EXERCISE REQUIREMENTS –
Retype the following data exactly, but leave its pictures out.

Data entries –
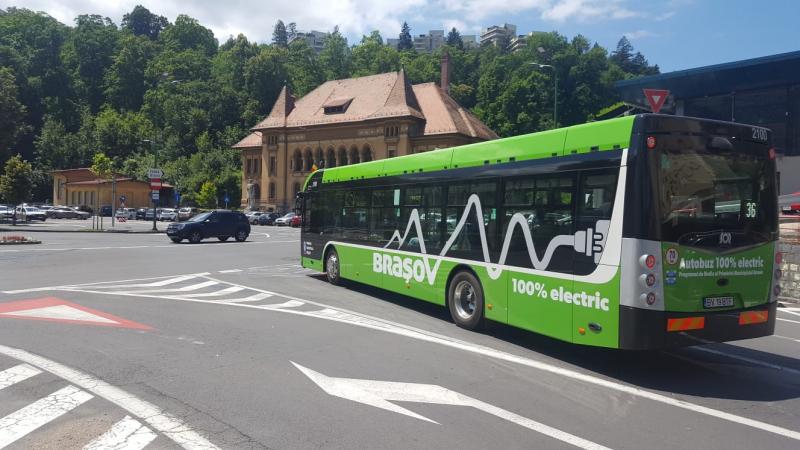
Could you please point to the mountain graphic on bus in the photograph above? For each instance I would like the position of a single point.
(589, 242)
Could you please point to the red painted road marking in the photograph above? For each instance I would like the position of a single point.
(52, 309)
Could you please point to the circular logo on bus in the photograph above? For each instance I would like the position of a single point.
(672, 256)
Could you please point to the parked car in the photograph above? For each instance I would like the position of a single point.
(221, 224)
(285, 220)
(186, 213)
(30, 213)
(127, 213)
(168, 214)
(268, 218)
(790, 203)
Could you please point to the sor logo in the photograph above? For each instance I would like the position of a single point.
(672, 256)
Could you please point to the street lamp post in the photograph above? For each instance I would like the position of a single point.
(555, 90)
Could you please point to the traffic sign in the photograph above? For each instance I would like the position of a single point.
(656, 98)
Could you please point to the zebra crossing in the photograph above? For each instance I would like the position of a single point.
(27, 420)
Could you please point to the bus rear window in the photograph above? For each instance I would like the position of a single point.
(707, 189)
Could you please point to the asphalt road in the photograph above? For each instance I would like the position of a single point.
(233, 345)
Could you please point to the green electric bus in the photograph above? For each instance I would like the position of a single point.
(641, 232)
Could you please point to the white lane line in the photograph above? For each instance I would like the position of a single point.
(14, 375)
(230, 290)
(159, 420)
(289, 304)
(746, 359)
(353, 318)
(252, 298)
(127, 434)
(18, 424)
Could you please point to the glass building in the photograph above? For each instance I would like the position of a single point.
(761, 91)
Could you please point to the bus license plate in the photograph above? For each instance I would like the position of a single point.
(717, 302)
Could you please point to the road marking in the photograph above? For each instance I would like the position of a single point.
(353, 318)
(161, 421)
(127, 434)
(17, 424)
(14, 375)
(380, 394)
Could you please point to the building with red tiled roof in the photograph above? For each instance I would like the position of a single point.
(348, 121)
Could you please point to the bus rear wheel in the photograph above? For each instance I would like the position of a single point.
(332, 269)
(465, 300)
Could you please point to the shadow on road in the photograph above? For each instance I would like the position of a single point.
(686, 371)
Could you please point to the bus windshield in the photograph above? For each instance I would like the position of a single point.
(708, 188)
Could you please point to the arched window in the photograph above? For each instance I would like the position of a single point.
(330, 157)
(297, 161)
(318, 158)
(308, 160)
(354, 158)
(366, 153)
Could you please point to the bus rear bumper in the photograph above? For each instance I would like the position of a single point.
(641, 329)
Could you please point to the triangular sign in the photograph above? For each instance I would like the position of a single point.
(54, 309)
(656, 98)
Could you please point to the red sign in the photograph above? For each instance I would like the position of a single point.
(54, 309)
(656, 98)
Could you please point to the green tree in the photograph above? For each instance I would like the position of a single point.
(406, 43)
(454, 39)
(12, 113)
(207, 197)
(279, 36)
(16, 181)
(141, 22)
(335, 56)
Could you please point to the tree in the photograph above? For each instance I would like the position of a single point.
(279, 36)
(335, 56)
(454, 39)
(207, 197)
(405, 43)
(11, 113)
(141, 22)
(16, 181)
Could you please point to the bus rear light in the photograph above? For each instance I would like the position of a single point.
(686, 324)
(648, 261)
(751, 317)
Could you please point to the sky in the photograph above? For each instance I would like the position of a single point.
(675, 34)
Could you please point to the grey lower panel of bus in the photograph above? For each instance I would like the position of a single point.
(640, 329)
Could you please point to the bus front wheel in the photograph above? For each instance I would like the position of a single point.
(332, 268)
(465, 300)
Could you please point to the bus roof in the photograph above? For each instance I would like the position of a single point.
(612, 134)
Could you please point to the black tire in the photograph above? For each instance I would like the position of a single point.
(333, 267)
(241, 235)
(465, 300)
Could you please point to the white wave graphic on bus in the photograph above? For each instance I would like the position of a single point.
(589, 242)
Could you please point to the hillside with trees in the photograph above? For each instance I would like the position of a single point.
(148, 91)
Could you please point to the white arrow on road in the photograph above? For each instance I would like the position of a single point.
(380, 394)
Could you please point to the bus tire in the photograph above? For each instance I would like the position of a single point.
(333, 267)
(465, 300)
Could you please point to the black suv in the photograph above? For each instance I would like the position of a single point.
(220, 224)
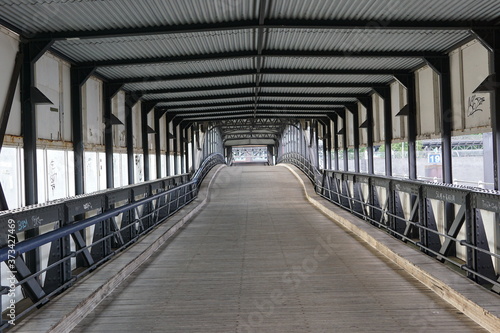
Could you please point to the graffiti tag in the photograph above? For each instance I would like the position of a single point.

ANSWER TO THE EXERCISE –
Could you please point to the mountain graphic on bus in the photograph above? For each instance I would like the position of a single point.
(589, 242)
Could you please point to the red painted road marking in the photograph above? For each instance I would like the position of a single point.
(52, 309)
Could you please point to the circular logo on bus in the photograph above? For each instance I would like the position of a single point.
(672, 256)
Could you please point to the parked car in the photograph above? For each instance I would like the position of a single point.
(221, 224)
(285, 220)
(186, 213)
(30, 213)
(127, 213)
(168, 214)
(268, 218)
(790, 203)
Could you please point to the sor logo in the photograph above? For each instance I would like the position of a single point.
(672, 256)
Could you please point to the street lamp post in the photograph above? For each instance I would like the position of a single point.
(555, 90)
Could you please point to the traffic sign in the photograph above? For each instance I would like the position of a single point.
(656, 98)
Could you please point to the zebra crossing in the photograph above? For each instance I would like the position of a single point.
(27, 420)
Could you please point to the bus rear window in the photograph above? For each instance I would like the position of a single point.
(707, 189)
Could you please point to the asphalt road in the photograph above? For each instance I would like the position of a single point.
(233, 345)
Could you please point to the green electric bus in the photograph above? For each instance I would like the position of a single point.
(641, 232)
Could you please point to the white lane line in the photograph above? For each instance I would like the position of a single point.
(14, 375)
(230, 290)
(159, 420)
(289, 304)
(746, 359)
(353, 318)
(252, 298)
(127, 434)
(18, 424)
Could you please point to the glass building in the photograph above? For each instance I would like the position of a single point.
(761, 91)
Could you please point to the bus license plate in the photograph above? For each instance I would like the position of a single point.
(717, 302)
Could you please point to the road marking in the photograph above? For each instance I would like the position of a single point.
(353, 318)
(161, 421)
(127, 434)
(17, 424)
(14, 375)
(380, 394)
Could you please point to the building with red tiled roof in the photograph above? For each instance I would like the position of a single point.
(348, 121)
Could you please point to the bus rear wheel in the photograph above? For each instance I would like the position of a single point.
(332, 269)
(465, 300)
Could you please point to the shadow on road in the photograph above? For each instance I would like the position of a single point.
(686, 371)
Could you please point to the bus windshield in the photograph above? For each instance I would like the position of a single point.
(708, 188)
Could you please point to the arched window in the photograph above? For each instance I would like the position of a single point.
(330, 157)
(297, 161)
(318, 158)
(308, 160)
(354, 158)
(366, 153)
Could you please point to the bus rear bumper in the photograph above? For each instance I would like the position of a single point.
(641, 329)
Could you please point to the triangular sign in the photograph above? For each instance I would like the position of a single point.
(54, 309)
(656, 98)
Could you please point to the red sign in the photograph above? For each instance I would like the position of a single point.
(54, 309)
(656, 98)
Could you please point to the green tree in the photograph above? For each instance I would like the position of a single point.
(406, 43)
(454, 39)
(12, 113)
(207, 197)
(279, 36)
(16, 181)
(141, 22)
(335, 56)
Could you please point to the tree in the photograph above? For each instance I would like the position of a single point.
(279, 36)
(335, 56)
(454, 39)
(207, 197)
(405, 43)
(11, 113)
(141, 22)
(16, 181)
Could you please point to the bus rear light in the photograph above? For each instance I would like the position of a single point.
(686, 324)
(648, 261)
(751, 317)
Could you please point to the sky in the photograph above? For each instance I would like the position of a single point.
(675, 34)
Could you please point to the grey lower panel of bus in the photograph above? For each instance I would like the position of a single point.
(640, 329)
Could you please point to the bus front wheel in the photograph above? For each instance I would like the position of a single point.
(332, 268)
(465, 300)
Could you please point to the bus roof in the photograph above? For each instance I would like the position of a single point.
(612, 134)
Could you please point to the black tire in the photograph above? For each instance I would like the position of a single point.
(333, 267)
(241, 235)
(465, 300)
Could you please point to the white wave graphic on bus in the photograph above? For each instance I would like the position of a single point.
(589, 242)
Could you please point to the hillside with trees in the photograph above? For each instance I would like the position of a single point.
(148, 91)
Could you please point to the white arrow on road in the photograph above? For each instance I would like the position of a single point.
(380, 394)
Could you please point to the bus tire in the photograph above? For each instance I would like the position of a single point.
(333, 267)
(465, 300)
Could you please point to the black suv in the photograph above? For each instance I would like the position of a single point.
(220, 224)
Could you please point to the graffiti tag in the photograph above? For each instance I would like the position of a single point.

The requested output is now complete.